• **DATA PROVIDED**
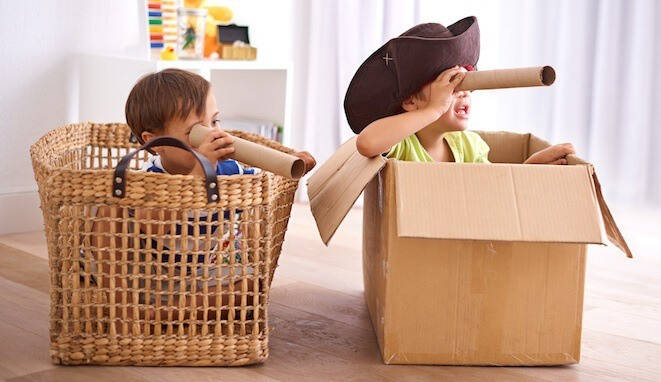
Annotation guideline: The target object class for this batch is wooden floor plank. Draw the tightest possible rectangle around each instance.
[0,205,661,382]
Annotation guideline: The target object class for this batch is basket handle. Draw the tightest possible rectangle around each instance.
[112,137,218,203]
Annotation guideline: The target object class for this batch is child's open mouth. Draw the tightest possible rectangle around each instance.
[454,104,470,119]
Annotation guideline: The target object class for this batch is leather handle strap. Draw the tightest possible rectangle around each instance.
[112,137,219,203]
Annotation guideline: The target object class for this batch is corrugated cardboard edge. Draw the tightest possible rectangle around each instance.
[308,137,387,245]
[528,134,633,258]
[308,133,633,258]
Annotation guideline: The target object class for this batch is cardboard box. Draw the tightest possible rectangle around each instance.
[308,132,631,365]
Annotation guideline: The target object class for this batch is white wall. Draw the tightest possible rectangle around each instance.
[0,0,147,233]
[0,0,293,234]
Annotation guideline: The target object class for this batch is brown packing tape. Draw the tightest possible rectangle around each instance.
[455,66,555,91]
[189,125,305,179]
[591,172,633,258]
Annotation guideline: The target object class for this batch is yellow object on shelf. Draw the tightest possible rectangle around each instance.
[217,44,257,60]
[161,46,177,61]
[205,6,234,23]
[184,0,204,8]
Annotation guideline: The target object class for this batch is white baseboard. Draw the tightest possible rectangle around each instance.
[0,191,44,235]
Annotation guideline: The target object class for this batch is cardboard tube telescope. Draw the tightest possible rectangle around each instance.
[455,66,555,91]
[189,124,305,179]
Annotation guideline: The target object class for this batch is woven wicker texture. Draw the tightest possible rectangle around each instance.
[30,123,298,366]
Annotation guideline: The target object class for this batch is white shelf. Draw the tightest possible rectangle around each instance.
[155,60,290,70]
[79,55,293,146]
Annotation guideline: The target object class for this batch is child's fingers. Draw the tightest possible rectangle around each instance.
[549,158,567,165]
[561,143,576,154]
[435,66,461,83]
[209,135,234,150]
[214,146,234,159]
[450,68,466,89]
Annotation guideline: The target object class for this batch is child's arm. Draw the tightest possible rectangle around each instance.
[292,151,317,174]
[356,66,466,157]
[190,129,234,176]
[523,143,576,165]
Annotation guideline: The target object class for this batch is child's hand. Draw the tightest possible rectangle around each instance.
[196,129,234,165]
[427,66,467,117]
[292,151,317,174]
[523,143,576,164]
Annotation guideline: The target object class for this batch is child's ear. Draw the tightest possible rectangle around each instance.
[140,131,161,154]
[402,96,418,111]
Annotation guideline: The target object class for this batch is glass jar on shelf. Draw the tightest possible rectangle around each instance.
[177,8,207,60]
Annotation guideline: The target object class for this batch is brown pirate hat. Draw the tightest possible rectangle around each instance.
[344,16,480,134]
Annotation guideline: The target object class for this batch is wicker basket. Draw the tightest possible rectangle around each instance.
[30,123,298,366]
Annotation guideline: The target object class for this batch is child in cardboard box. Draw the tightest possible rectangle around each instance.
[344,17,574,165]
[93,69,316,319]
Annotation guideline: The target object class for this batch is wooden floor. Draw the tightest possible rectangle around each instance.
[0,205,661,382]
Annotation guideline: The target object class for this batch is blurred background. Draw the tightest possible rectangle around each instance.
[0,0,661,234]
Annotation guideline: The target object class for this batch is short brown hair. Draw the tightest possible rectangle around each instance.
[125,69,210,143]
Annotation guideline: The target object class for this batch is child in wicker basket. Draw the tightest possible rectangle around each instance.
[93,69,316,326]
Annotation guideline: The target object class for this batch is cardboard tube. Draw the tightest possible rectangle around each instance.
[189,124,305,179]
[455,66,555,91]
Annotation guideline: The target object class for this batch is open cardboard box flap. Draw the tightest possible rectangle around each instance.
[308,132,631,257]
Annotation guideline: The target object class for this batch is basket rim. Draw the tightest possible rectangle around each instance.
[29,121,295,178]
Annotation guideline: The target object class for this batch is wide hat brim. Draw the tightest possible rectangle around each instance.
[344,16,480,134]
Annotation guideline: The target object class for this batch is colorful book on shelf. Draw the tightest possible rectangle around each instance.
[146,0,180,52]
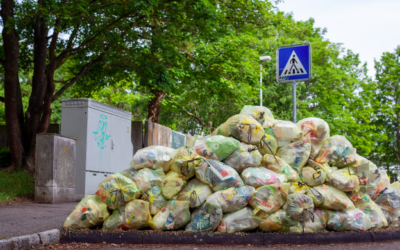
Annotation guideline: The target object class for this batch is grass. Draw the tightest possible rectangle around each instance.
[0,170,35,203]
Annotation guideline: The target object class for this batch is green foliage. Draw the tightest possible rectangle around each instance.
[369,46,400,166]
[0,170,35,202]
[0,148,11,167]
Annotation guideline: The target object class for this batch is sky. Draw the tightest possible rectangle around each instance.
[278,0,400,79]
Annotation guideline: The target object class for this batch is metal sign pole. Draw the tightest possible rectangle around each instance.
[260,61,262,106]
[292,81,296,123]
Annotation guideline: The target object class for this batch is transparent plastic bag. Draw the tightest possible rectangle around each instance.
[297,117,330,158]
[370,169,390,200]
[96,172,140,210]
[240,105,275,128]
[130,146,175,172]
[326,209,373,232]
[142,186,167,215]
[103,200,151,230]
[326,167,360,192]
[315,135,355,167]
[374,182,400,217]
[347,192,388,228]
[185,197,223,233]
[177,179,213,208]
[249,183,290,219]
[283,193,314,221]
[206,186,256,213]
[272,120,303,147]
[260,154,300,181]
[258,128,278,155]
[63,195,110,229]
[224,143,262,173]
[260,209,302,233]
[289,181,324,206]
[150,200,190,230]
[196,160,244,192]
[241,167,287,188]
[276,138,311,173]
[314,184,355,210]
[211,115,264,145]
[301,166,326,187]
[193,135,240,161]
[121,167,165,192]
[161,171,187,200]
[171,146,206,179]
[218,207,260,233]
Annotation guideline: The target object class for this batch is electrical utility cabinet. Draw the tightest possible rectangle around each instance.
[61,99,133,201]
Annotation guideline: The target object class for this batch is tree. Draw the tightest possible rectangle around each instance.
[371,46,400,167]
[0,0,236,171]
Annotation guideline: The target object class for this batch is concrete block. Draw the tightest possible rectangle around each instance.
[35,134,76,203]
[10,234,40,250]
[39,229,60,245]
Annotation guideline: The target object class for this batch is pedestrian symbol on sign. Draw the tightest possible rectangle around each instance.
[280,50,307,77]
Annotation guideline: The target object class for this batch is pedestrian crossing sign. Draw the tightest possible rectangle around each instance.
[276,43,312,83]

• **OBJECTIVE**
Can you rewrite all of the entries above as a two-column CSV headed "guideline" and "boxes", with one row per guideline, each value in a single quoted field, and line breaks turned into spaces? Leave the pictures out.

• **RESULT OF THE TASK**
guideline,boxes
"Annotation guideline: The target object class for this batch is wooden floor plank. Draw the tightest possible rectangle around each instance.","[0,205,661,382]"
"Annotation guideline: The target object class for this batch is basket handle. Draw the tightest possible rectangle around each instance.","[112,137,218,203]"
"Annotation guideline: The target object class for this batch is child's open mouth. Draw the tightest possible rectangle around each instance.","[454,104,470,119]"
"Annotation guideline: The target object class for this batch is leather handle strap. Draw the tightest possible rectangle around each instance.","[112,137,219,203]"
"Annotation guideline: The target object class for this batch is corrugated cardboard edge. Draw the tightest possible rectangle around each instance.","[308,137,387,245] [528,134,633,258] [308,133,633,258]"
"Annotation guideline: The target object class for this batch is cardboard box. Draw the tightest possible rectangle around each instance.","[308,132,631,365]"
"Annotation guideline: The target object class for this batch is white wall. Draw the tightest possible rectangle around each instance.","[0,0,147,233] [0,0,293,234]"
"Annotation guideline: The target object class for this batch is brown packing tape. Draw the tightest possible rectangle around each instance.","[455,66,555,91] [189,125,305,179] [591,172,633,258]"
"Annotation guideline: The target object class for this batch is yellow object on shelf. Draw the tightest possible rectangle around each instance.","[217,44,257,60] [161,46,177,61] [205,6,234,23] [184,0,204,8]"
"Annotation guideline: The target object class for this batch is white baseboard. Draw the tightest possible rectangle around each instance.","[0,191,44,235]"
"Annotation guideline: The target object class for this batch is cardboard tube telescope. Draw the tightest possible rectangle around each instance.","[455,66,555,91] [189,124,305,179]"
"Annotation guideline: The target object class for this batch is woven wicker texture. Draw the tightest possible rectangle around each instance.","[30,123,298,366]"
"Annotation guideline: The target object class for this batch is white shelf. Draw the tightest possible rectangle around each instance.","[155,60,290,70] [79,55,293,146]"
"Annotation guideline: The target object class for this batch is child's fingers. Draw the tightest possible rectangle around each instance.","[549,158,567,165] [561,143,576,154] [435,66,461,83] [209,135,234,150] [214,146,234,159] [450,68,466,89]"
"Annotation guideline: The target object class for this batch is child's arm. Draw the tightest possible rectangle around each instance.","[292,151,317,174] [356,66,466,157] [190,129,234,176] [523,143,576,165]"
"Annotation guideline: The target object class for this batch is child's hand. Draw the tightest possible rectangle around each instance.","[196,129,234,165] [427,66,467,117] [292,151,317,174] [523,143,576,164]"
"Annotation guideline: The target object class for this batch is child's ear. Draw the tightest possible rectangle around each instance.","[140,131,161,154] [402,96,418,111]"
"Annotation guideline: The target object class for this batch is glass jar on shelf. Draw the tightest possible rectangle around each instance.","[177,8,207,60]"
"Annotation guideline: The target object class for this batch is brown pirate hat. Draw the tightest possible rectangle around each instance.","[344,16,480,134]"
"Annotation guideline: The target object class for this batch is wicker basket. Draw the tightest possible rectangle around each instance.","[30,123,298,366]"
"Annotation guideline: The target object class for this batch is child in cardboard box. Draw the tightest possible rectangle around each instance.","[344,17,574,165] [93,69,316,319]"
"Annotation guideline: The target object class for this batch is wooden floor. Draw the tightest possible rectangle around each instance.","[0,205,661,382]"
"Annotation guideline: The target object class for this batch is blurred background. Draw the tightest possible rectangle around each instance.","[0,0,661,234]"
"Annotation guideline: The target object class for this batch is short brown hair. Draw the tightest possible rectangle around each instance.","[125,69,210,143]"
"Annotation guideline: The target object class for this batch is child in wicker basket. Draw the tightest possible rectangle around each instance.","[93,69,316,326]"
"Annotation guideline: The target object class for this batch is cardboard tube. Draw the tightest possible rectangle around each instance.","[189,124,305,179] [455,66,555,91]"
"Annotation guideline: The target object class for this batch is open cardboard box flap. Draw the tightest possible rectangle around each instance.","[308,132,631,257]"
"Annotation guideline: The target object class for this batch is basket rim. Draw the tightest possible rectangle around each instance.","[29,121,295,178]"
"Annotation guideline: The target object class for this batch is wide hat brim. Draw the tightest possible rectangle around each instance.","[344,16,480,134]"
"Annotation guideline: The target object class for this batch is colorful book on shelf. Draw the tightest possible rectangle around each instance.","[146,0,180,52]"
"Annotation guideline: The target object class for this batch is grass. Draw the tightest possible rectangle around each instance.","[0,170,35,203]"
"Annotation guideline: The target object class for this batch is green foliage. Draw the tightest possible rectangle around each instance.","[369,46,400,166] [0,170,35,202] [0,148,11,167]"
"Annotation guideline: The target object class for this batch is sky. Draw the tightest possible rectangle around each instance.","[278,0,400,79]"
"Annotation guideline: The target object class for this batch is metal sign pole. Draw the tightest possible rectangle around each instance.","[260,61,262,106] [292,81,296,123]"
"Annotation guideline: The target object class for this batch is transparent plastic bag. Draw the tightest possible rectangle around each instance.","[297,117,330,158] [370,169,390,200] [96,172,140,210] [240,105,275,128] [130,146,175,172] [326,209,373,232] [142,186,167,215] [103,200,151,230] [326,167,360,192] [315,135,355,167] [374,182,400,217] [347,192,388,228] [185,197,223,233] [177,179,213,208] [249,183,290,219] [283,193,314,221] [206,186,256,213] [272,120,303,147] [260,154,300,181] [258,128,278,155] [63,195,110,229] [224,143,262,173] [260,209,302,233] [289,181,324,206] [150,200,190,230] [196,160,244,192] [241,167,287,188] [276,138,311,173] [314,184,355,210] [211,115,264,145] [301,166,326,187] [193,135,240,161] [121,167,165,192] [161,171,187,200] [171,146,206,179] [218,207,260,233]"
"Annotation guideline: The target object class for this batch is electrical utility cabinet. Draw the tightest possible rectangle around each instance.","[61,99,133,201]"
"Annotation guideline: The target object class for this batch is tree. Draw the tightest possible rectangle around each instance.","[371,46,400,167] [0,0,236,171]"
"Annotation guideline: The target object class for this batch is concrete block. Draw the tightest possible rectangle around each instance.","[35,134,76,203] [10,234,40,250] [39,229,60,245]"
"Annotation guideline: The target object class for this batch is pedestrian symbol on sign. Draw the tightest possible rectangle around each instance.","[280,50,307,77]"
"Annotation guideline: The target object class for this batch is pedestrian crossing sign. Draw the tightest possible rectangle around each instance.","[276,43,312,83]"